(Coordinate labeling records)
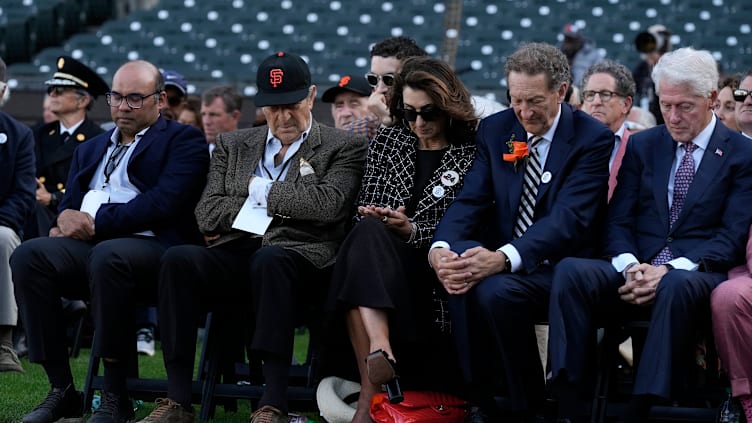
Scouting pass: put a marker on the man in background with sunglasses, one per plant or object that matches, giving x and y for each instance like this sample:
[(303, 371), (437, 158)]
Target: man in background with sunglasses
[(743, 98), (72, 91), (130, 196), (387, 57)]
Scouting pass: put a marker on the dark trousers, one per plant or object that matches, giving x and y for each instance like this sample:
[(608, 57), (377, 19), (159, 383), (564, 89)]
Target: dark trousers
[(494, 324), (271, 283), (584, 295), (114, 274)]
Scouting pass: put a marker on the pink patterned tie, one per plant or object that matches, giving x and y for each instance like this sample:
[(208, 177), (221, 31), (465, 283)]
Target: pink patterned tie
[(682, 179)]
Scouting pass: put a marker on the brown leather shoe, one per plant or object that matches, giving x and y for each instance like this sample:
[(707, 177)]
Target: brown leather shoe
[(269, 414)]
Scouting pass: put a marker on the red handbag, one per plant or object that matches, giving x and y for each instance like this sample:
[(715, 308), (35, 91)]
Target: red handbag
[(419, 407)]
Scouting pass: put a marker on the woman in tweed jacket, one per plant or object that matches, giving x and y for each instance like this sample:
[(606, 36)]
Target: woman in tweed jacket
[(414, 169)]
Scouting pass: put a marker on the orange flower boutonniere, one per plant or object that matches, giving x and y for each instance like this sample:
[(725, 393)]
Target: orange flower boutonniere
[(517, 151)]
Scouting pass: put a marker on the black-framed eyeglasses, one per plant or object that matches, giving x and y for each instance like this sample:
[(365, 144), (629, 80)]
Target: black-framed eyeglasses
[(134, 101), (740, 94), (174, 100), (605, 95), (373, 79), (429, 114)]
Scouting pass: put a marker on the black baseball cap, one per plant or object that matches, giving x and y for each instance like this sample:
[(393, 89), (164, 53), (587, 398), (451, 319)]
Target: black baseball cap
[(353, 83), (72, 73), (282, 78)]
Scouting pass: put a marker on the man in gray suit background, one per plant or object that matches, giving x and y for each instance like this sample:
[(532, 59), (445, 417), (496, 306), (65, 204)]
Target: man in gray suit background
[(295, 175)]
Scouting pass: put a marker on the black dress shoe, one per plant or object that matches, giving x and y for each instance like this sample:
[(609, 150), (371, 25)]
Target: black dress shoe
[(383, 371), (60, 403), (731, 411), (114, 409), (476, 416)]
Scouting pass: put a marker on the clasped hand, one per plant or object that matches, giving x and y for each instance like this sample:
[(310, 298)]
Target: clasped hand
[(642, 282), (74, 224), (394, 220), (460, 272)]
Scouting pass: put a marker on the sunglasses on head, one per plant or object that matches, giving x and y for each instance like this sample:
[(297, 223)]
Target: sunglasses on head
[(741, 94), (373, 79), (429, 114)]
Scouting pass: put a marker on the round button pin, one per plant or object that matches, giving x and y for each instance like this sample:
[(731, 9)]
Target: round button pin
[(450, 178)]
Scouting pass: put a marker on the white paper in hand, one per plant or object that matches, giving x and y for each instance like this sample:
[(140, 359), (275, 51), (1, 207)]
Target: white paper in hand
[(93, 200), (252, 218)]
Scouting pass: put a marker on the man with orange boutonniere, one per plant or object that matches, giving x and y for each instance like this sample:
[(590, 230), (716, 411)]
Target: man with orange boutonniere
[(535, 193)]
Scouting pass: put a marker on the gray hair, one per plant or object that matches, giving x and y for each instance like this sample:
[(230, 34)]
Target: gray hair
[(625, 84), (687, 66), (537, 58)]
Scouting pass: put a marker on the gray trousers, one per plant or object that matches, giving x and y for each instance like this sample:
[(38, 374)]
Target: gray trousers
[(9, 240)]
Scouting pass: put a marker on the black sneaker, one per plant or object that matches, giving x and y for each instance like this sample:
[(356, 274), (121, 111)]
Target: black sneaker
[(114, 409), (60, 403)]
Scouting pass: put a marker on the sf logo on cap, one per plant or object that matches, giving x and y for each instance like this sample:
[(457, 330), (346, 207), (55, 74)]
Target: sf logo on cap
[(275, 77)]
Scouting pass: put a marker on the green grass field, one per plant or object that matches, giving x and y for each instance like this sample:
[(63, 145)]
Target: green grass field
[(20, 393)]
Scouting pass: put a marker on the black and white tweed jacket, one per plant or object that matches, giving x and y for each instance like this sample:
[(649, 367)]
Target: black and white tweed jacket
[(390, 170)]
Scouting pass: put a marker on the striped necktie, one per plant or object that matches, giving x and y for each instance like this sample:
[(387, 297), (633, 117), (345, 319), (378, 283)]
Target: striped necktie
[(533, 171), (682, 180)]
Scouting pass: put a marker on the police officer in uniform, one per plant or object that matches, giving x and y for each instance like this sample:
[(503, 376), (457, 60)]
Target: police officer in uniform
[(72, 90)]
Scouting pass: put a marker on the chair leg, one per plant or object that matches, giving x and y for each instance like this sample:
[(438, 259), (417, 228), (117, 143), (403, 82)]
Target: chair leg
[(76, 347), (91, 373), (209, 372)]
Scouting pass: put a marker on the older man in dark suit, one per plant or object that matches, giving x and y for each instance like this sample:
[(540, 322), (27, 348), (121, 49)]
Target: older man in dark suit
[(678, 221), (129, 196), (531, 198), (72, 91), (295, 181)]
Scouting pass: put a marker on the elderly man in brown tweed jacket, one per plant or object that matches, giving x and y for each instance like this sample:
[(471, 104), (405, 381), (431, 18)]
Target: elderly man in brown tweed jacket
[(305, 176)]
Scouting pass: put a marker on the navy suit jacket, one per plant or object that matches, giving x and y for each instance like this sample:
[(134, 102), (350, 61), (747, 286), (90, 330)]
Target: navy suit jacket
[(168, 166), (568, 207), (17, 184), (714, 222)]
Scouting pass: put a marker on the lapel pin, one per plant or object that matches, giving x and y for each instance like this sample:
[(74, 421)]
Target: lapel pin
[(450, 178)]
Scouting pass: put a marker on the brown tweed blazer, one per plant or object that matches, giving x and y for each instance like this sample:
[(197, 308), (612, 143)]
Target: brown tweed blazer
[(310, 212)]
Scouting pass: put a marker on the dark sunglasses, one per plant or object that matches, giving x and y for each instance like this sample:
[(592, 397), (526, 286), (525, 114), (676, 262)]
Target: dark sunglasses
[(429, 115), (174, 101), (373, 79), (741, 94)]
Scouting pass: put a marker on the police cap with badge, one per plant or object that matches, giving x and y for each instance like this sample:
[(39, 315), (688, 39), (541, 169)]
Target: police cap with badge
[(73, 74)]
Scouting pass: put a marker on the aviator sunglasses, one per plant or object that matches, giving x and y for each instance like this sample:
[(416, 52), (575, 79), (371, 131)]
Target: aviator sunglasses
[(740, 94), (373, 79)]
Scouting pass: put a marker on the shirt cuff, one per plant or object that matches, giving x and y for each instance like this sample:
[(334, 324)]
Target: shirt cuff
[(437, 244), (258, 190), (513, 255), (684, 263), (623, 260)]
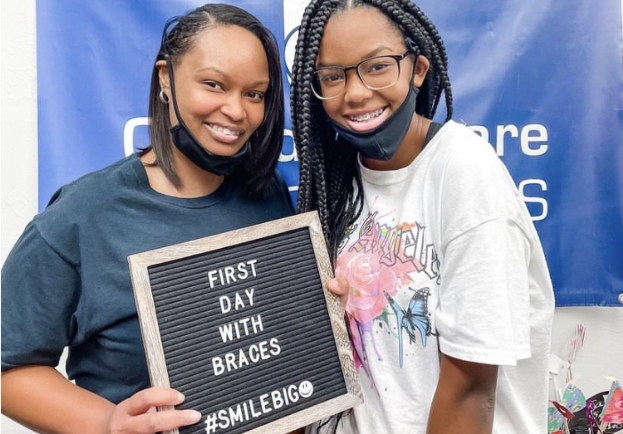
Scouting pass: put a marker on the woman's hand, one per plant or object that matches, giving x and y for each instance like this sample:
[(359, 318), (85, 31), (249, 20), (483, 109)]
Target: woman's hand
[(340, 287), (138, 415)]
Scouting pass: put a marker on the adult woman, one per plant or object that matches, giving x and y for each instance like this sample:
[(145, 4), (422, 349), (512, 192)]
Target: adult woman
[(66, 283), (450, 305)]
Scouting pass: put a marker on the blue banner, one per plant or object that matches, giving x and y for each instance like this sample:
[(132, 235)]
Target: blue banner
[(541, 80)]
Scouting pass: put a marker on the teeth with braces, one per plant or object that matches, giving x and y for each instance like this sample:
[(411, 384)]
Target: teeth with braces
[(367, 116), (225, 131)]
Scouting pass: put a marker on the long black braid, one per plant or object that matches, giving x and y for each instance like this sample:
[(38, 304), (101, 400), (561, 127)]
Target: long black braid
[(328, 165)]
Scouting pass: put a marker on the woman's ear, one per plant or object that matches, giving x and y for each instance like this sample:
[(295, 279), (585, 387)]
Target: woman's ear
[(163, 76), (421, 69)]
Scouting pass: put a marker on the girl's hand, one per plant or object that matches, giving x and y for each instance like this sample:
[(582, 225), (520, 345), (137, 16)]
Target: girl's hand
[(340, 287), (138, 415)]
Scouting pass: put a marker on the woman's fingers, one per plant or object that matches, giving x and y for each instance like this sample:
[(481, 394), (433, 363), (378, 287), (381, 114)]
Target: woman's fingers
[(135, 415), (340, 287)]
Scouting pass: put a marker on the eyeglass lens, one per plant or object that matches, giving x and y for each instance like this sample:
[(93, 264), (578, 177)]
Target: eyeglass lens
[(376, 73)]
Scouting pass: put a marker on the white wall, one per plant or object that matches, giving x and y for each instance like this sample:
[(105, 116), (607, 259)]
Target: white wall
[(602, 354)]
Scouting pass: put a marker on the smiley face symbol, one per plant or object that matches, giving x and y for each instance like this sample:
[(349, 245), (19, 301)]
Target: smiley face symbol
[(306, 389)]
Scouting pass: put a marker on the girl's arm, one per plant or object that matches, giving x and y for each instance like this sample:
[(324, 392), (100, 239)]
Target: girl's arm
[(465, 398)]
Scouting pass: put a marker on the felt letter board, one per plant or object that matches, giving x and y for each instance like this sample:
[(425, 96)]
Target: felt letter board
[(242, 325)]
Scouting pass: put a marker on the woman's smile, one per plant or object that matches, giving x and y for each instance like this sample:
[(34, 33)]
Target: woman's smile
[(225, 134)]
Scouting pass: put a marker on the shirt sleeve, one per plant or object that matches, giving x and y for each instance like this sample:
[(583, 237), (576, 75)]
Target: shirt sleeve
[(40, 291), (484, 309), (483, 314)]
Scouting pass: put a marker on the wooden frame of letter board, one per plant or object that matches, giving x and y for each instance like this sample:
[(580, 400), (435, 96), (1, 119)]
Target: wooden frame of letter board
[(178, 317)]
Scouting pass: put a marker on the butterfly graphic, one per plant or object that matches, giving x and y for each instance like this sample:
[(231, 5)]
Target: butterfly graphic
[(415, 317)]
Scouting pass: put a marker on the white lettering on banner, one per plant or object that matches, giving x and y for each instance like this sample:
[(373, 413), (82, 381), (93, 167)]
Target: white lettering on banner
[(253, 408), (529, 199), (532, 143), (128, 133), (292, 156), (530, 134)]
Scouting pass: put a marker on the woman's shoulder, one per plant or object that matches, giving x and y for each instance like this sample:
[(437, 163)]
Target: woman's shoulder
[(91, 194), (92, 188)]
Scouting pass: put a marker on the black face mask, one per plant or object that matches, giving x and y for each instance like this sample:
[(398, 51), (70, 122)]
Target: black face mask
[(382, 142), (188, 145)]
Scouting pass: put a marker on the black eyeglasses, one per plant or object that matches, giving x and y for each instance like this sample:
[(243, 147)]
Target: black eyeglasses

Exercise prompt:
Copy out verbatim the part of the records that opens with the line containing "Scouting pass: put a marker on the dark trousers, one" and closes with the line containing "[(682, 179)]", with both of those lines included.

Right answer:
Scouting pass: put a marker on the dark trousers, one per plant or object that matches, giving x and y for each instance like this sample:
[(608, 57), (377, 19), (159, 383), (564, 89)]
Target: dark trousers
[(494, 324), (271, 283), (584, 295), (114, 274)]
Scouting pass: put a marker on the pink patterned tie, one per plant or object that matches, giving x and y for each instance like this sample:
[(208, 177), (221, 31), (465, 283)]
Target: pink patterned tie
[(682, 179)]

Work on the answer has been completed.